[Start of EXTRACTED TEXT]

1. **Database I/O** (wide bars in storage benchmarks)
   - Shows up as `sled::Tree::insert`, `redb::WriteTransaction`
   - Solution: Batch operations, use faster storage backend

2. **Serialization** (wide bars in record operations)
   - Shows up as `bincode::encode`, `serde::serialize`
   - Solution: Use smaller data types, custom serialization

3. **Network Overhead** (visible in DHT benchmarks)
   - Shows up as `libp2p::kad`, `tokio::runtime`
   - Expected: Network operations are inherently async and distributed

4. **Channel Contention** (visible in event benchmarks)
   - Shows up as `tokio::sync::broadcast`
   - Solution: Reduce broadcast frequency or use bounded channels

## Benchmark Organization

### bench_netabase_creation
Measures overhead of creating a new Netabase instance with temporary storage.

[End of EXTRACTED TEXT]

_GOAL:_
Write the next part of the Netabase benchmark notes, continuing after the description of bench_netabase_creation.

[Start of STORED ROWS]

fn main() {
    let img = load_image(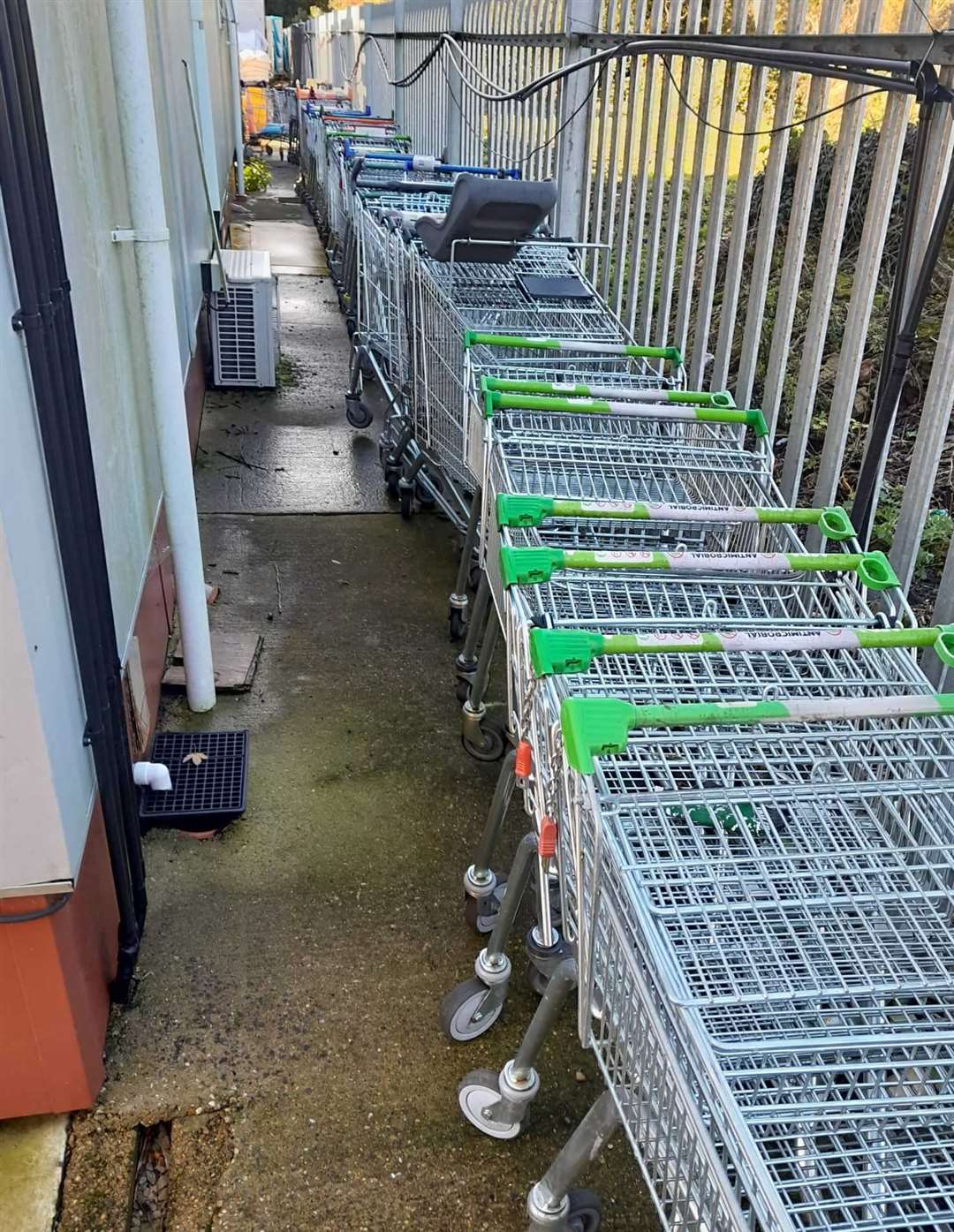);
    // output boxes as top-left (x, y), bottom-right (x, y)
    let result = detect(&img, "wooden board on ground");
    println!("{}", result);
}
top-left (163, 633), bottom-right (265, 692)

[End of STORED ROWS]

_OUTPUT OF THE TASK:_
**Key metrics:**
- Memory allocation
- Database initialization
- Channel setup

**Expected profile:**
- `tempfile::TempDir::new` - temporary directory creation
- `Netabase::new_with_path` - instance initialization
- Minimal overhead (<1ms typical)

### bench_swarm_lifecycle
Measures start_swarm() and stop_swarm() overhead.

**Key metrics:**
- Thread spawning
- Network listener binding
- Graceful shutdown time

**Expected profile:**
- `tokio::spawn` - background task creation
- `libp2p::Swarm::new` - swarm initialization
- `libp2p::tcp::Transport::dial` - transport setup

### bench_local_record_storage
Measures put_record_locally() performance at different data sizes (100, 1000, 10000 bytes).

**Key metrics:**
- Serialization time
- Database write latency
- Scaling with data size

**Expected profile:**
- `bincode::encode_to_vec` - serialization
- `netabase_store::Tree::put` - storage operation
- Linear scaling with data size

### bench_query_local_records
Measures query_local_records() performance with varying record counts (10, 100, 1000).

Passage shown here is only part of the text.